# Start of Text shown
Saturday, April 2, 2011

Mr. Cellophane



I remember when I first saw the movie "Chicago" I was struck by the powerful performance of John C. Reilly as he played Amos Hart. In this song "Mr. Cellophane" he captured the depth and pain of the loneliness that so many of us have felt in one period of our life or another. To some of us this song could become the embodiment of our childhood where we just couldn't find the love we desired. For others this song radiates with our high school years when we felt that no one truly knew "the real me." For some it is their marriage or dating relationships where they sought after love and acceptance. For others this is the present reality. It is a life that feels empty and without purpose.
# End of Text shown
# Start of Records to process
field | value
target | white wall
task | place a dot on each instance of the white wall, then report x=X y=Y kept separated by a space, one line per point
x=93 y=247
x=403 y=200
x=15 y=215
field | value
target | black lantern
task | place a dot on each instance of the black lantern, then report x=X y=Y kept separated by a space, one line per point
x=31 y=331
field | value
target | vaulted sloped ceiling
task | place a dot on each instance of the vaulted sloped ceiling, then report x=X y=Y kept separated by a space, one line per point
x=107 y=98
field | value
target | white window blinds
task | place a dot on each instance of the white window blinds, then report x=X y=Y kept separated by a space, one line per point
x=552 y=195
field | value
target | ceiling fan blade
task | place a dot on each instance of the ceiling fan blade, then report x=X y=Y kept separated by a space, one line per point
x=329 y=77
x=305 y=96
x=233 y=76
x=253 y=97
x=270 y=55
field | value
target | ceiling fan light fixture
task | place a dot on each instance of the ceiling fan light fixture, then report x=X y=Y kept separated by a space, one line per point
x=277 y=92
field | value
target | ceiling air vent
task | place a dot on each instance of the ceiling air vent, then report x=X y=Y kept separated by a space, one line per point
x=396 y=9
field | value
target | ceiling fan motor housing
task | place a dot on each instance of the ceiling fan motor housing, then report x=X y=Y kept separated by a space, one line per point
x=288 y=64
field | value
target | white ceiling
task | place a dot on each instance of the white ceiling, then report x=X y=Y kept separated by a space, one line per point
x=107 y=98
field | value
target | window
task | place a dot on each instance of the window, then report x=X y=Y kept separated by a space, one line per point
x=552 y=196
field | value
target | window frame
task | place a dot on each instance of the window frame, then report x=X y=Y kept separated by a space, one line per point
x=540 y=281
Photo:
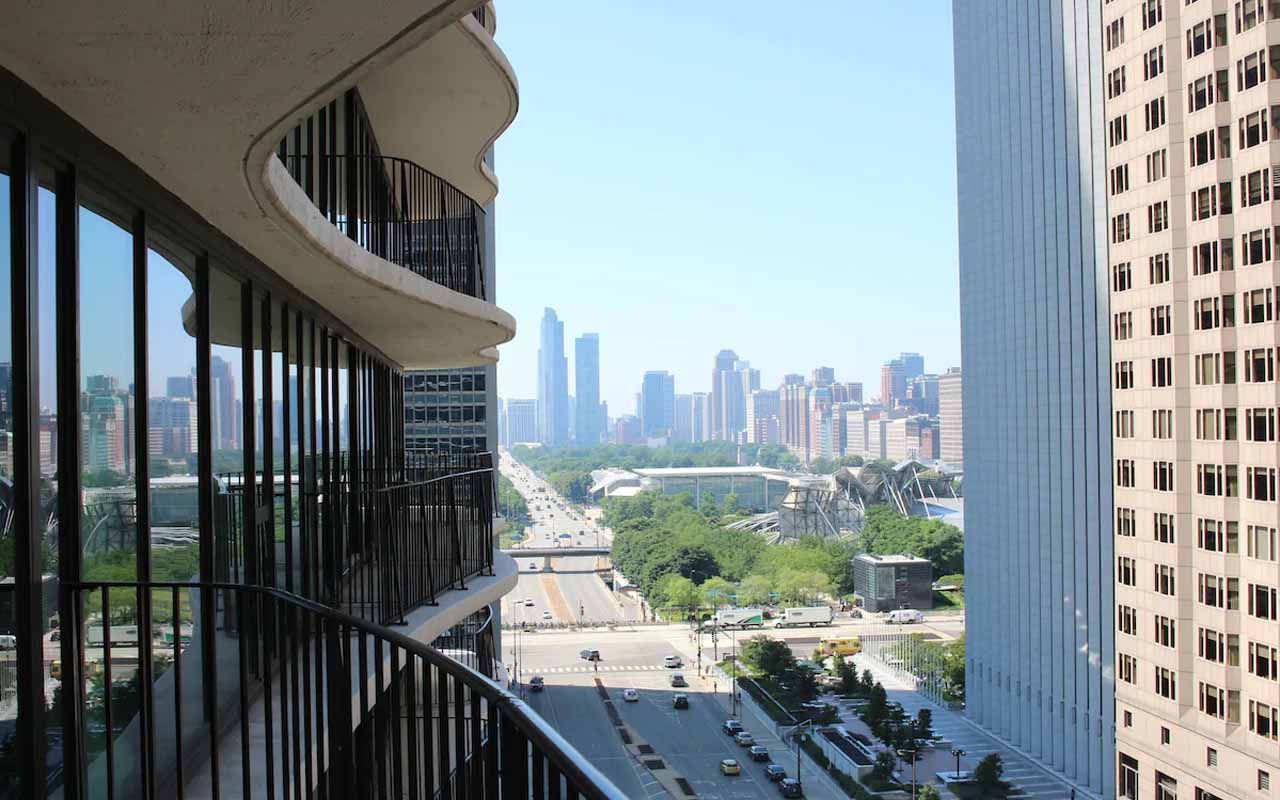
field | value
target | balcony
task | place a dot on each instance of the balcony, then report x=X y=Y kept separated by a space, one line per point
x=302 y=667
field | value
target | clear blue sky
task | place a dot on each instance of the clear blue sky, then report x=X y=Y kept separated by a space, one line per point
x=684 y=178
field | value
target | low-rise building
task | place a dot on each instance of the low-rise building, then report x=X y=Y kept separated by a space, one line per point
x=886 y=583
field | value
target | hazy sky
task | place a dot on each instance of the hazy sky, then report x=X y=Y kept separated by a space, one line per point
x=684 y=178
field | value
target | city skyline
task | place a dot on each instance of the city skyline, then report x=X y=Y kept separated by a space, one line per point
x=667 y=291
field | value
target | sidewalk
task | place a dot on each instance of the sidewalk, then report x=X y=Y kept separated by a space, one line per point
x=1034 y=781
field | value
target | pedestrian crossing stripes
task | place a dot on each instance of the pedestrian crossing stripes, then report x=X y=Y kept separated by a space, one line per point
x=602 y=668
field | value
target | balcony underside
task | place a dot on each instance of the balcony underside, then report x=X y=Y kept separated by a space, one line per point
x=199 y=99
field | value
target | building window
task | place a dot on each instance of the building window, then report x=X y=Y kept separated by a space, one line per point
x=1211 y=645
x=1127 y=571
x=1253 y=129
x=1248 y=13
x=1127 y=522
x=1153 y=63
x=1251 y=71
x=1261 y=542
x=1128 y=618
x=1256 y=247
x=1261 y=483
x=1262 y=602
x=1262 y=661
x=1121 y=277
x=1119 y=179
x=1128 y=784
x=1262 y=721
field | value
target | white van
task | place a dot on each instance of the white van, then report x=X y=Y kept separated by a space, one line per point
x=905 y=616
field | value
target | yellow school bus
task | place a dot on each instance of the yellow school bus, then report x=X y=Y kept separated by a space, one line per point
x=844 y=645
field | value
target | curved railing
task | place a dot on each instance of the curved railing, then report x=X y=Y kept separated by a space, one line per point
x=298 y=700
x=392 y=208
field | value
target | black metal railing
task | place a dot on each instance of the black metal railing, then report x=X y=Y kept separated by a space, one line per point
x=298 y=700
x=392 y=208
x=373 y=539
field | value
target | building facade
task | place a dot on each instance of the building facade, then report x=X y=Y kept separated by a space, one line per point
x=1033 y=309
x=297 y=236
x=951 y=419
x=553 y=408
x=1193 y=247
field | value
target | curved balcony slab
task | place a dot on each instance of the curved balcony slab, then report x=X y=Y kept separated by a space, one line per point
x=197 y=97
x=461 y=76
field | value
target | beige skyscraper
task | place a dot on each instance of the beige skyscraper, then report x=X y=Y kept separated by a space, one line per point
x=1193 y=288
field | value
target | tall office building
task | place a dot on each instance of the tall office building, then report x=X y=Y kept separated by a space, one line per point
x=657 y=403
x=1191 y=183
x=951 y=419
x=682 y=426
x=552 y=382
x=699 y=416
x=1033 y=277
x=521 y=421
x=760 y=406
x=726 y=397
x=589 y=425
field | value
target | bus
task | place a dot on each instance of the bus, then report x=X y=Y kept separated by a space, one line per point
x=842 y=645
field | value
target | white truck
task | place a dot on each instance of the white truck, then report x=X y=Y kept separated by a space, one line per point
x=737 y=618
x=810 y=616
x=905 y=616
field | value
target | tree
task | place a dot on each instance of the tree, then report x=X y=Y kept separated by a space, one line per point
x=923 y=725
x=988 y=772
x=885 y=766
x=877 y=705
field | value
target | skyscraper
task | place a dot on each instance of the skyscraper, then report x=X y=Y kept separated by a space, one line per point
x=726 y=397
x=586 y=388
x=1038 y=551
x=657 y=403
x=552 y=382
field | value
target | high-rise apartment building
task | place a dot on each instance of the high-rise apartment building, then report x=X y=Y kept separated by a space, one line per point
x=589 y=425
x=760 y=405
x=1191 y=183
x=521 y=421
x=1037 y=365
x=552 y=382
x=657 y=403
x=951 y=419
x=727 y=398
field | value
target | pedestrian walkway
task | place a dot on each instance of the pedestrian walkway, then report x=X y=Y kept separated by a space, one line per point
x=580 y=668
x=1032 y=780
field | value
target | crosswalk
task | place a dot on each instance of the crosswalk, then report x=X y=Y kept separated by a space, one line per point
x=603 y=668
x=1032 y=781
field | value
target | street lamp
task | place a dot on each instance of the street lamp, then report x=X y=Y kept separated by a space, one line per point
x=914 y=753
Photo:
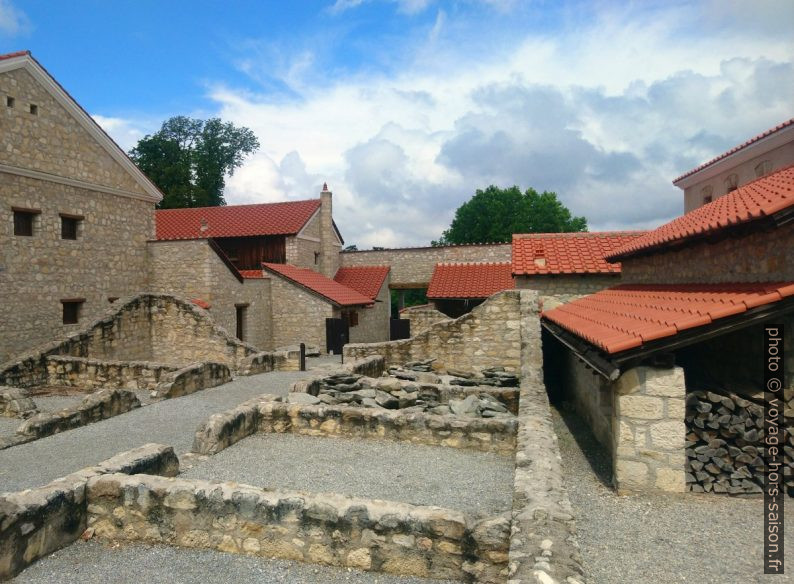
# End of Records to process
- Exercise requirements
A. According to the post about "Mr. Cellophane," which actor played Amos Hart in the movie "Chicago"?
B. Rewrite everything in the listing from its first line down to the line containing "x=302 y=667", substituting "put a mark" for every "place a dot" and keeping all else unchanged. Omit the pictures from your answer.

- Solution list
A. John C. Reilly

B.
field | value
target | white wall
task | put a mark on each instance of the white wall, then report x=X y=Y kept separated by a space, one line per point
x=93 y=247
x=403 y=200
x=15 y=215
field | value
target | black lantern
task | put a mark on each instance of the black lantern, then report x=X y=Y kept separated by a space, one line per point
x=31 y=331
field | value
target | vaulted sloped ceiling
task | put a mark on each instance of the vaulted sloped ceiling, then report x=X y=Y kept separated by a space, one line per point
x=107 y=98
field | value
target | white window blinds
task | put a mark on each instance of the white window blinds, then report x=X y=Y kept separated by a space, one line per point
x=552 y=195
field | value
target | ceiling fan blade
task | put a mark on each instance of the ceiling fan blade, then report x=X y=Y kept separated by a space, one line per point
x=329 y=77
x=305 y=96
x=233 y=76
x=253 y=97
x=270 y=55
field | value
target | ceiling fan light fixture
task | put a mark on each instance of the ceiling fan light fixture, then report x=X y=Y kept separated by a space, one line per point
x=277 y=92
field | value
target | ceiling air vent
task | put a mark on each instance of the ceiling air vent, then report x=X y=Y kept separated by a space, one line per point
x=396 y=9
field | value
target | ceiling fan motor housing
task | put a mark on each instance of the ceiling fan motor housing, then report x=X y=Y kept separated by a space, one line per point
x=288 y=64
field | value
target | white ceiling
task | put a mark on each instance of the white ceiling, then report x=X y=Y kept separated by a space, one line per point
x=107 y=98
field | value
target | window
task | put a mark on each instance of the window, then report x=X y=Y kept separated by a space, one line per point
x=552 y=196
field | value
target | window frame
task | put a mark on each instance of the window frame, then report x=X y=Y kept separated by a space, one line per point
x=540 y=281
Photo:
field | value
target | balcony
task | put a mark on each instance of the balcony, then report x=X y=Y kept separated by a space, one line per point
x=302 y=667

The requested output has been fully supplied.